Exercise task >> Take the line that has "of the wooden" in it and every line after it to the end of the entries, and reproduce them exactly.

((

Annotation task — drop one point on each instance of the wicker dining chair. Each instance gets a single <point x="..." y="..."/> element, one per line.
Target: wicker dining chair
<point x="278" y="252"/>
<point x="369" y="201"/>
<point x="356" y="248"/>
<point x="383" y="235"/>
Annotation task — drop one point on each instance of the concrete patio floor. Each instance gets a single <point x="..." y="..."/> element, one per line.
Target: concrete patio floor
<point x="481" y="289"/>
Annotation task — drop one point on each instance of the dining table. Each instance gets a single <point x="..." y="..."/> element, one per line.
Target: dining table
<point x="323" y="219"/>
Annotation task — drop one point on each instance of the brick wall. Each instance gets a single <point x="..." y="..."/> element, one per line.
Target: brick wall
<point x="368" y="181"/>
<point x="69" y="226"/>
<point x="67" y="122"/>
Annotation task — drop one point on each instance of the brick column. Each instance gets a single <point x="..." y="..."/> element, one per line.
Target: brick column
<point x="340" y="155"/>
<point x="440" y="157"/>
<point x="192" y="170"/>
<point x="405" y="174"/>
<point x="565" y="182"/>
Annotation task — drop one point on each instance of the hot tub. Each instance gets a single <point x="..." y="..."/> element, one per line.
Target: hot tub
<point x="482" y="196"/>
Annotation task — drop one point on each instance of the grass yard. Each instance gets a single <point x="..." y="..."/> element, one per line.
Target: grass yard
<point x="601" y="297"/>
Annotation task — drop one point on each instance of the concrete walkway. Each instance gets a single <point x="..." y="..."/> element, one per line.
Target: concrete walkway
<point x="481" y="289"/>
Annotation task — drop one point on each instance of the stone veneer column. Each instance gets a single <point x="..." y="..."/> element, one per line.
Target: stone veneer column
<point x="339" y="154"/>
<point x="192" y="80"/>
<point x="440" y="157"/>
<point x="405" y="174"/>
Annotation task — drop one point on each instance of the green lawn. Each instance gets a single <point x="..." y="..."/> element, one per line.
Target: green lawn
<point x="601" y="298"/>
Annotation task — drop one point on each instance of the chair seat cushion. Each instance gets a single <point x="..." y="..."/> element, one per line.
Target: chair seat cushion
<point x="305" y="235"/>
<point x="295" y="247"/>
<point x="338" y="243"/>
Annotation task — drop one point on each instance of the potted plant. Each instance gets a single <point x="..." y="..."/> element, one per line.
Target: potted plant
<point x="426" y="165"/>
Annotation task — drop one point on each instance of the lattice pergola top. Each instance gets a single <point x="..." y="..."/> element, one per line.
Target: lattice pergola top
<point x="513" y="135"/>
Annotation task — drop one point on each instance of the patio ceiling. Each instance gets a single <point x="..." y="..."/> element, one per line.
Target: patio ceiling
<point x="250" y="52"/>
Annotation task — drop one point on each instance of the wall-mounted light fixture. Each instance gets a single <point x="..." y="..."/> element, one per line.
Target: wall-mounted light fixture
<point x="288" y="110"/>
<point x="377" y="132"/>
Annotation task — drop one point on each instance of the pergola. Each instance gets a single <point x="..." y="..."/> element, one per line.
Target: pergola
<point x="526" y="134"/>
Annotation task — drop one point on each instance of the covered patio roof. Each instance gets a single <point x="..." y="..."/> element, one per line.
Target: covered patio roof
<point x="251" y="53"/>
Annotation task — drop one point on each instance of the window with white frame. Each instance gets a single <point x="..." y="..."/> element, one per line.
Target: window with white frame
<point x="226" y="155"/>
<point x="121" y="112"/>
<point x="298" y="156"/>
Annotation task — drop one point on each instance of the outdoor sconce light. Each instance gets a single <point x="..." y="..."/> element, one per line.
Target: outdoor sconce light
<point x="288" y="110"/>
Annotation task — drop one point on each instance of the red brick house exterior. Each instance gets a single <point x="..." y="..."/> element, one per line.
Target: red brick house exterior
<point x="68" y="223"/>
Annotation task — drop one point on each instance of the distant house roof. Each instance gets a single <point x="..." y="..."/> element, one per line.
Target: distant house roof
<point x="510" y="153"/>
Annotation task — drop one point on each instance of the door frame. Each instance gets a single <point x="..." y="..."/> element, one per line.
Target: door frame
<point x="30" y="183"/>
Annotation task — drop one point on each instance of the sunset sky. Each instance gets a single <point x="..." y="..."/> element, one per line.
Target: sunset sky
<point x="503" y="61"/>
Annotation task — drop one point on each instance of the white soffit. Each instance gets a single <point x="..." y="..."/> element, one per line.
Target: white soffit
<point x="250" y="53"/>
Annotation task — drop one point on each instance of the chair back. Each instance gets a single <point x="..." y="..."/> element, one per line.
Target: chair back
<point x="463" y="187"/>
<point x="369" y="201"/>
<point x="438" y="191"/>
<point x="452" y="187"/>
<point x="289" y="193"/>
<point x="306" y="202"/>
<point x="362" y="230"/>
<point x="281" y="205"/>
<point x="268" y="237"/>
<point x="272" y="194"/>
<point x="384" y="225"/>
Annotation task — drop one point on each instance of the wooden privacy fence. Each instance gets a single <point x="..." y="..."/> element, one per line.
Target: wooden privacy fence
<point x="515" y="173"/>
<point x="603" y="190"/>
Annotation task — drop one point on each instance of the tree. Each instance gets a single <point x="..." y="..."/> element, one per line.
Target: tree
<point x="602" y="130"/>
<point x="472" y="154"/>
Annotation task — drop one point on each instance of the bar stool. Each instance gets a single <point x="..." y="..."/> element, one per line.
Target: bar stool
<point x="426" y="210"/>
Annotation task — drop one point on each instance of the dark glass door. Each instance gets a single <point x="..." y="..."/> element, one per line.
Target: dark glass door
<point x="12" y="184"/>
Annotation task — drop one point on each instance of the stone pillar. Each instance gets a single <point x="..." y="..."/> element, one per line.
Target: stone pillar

))

Solution to the problem >>
Annotation task — drop one point on each instance of the wooden privacy fence. Each instance gets a single <point x="..." y="..."/> element, one per line.
Target: wooden privacy fence
<point x="515" y="173"/>
<point x="603" y="190"/>
Annotation task — drop one point on each instance of the tree. Each instance gets a single <point x="..." y="..."/> element, one per line.
Target: tree
<point x="602" y="130"/>
<point x="472" y="154"/>
Annotation task — drop one point on each instance of the bar stool. Each instance gets a single <point x="..." y="..."/> element, one per line.
Target: bar stool
<point x="426" y="210"/>
Annotation task — drop one point on each instance of the dark glass door. Each instance gets a single <point x="..." y="..."/> element, one per line.
Target: dark glass door
<point x="12" y="184"/>
Annotation task — drop one point on each instance of the stone pillar. Each instance gets a single <point x="..." y="..."/> element, one per line.
Target: stone pillar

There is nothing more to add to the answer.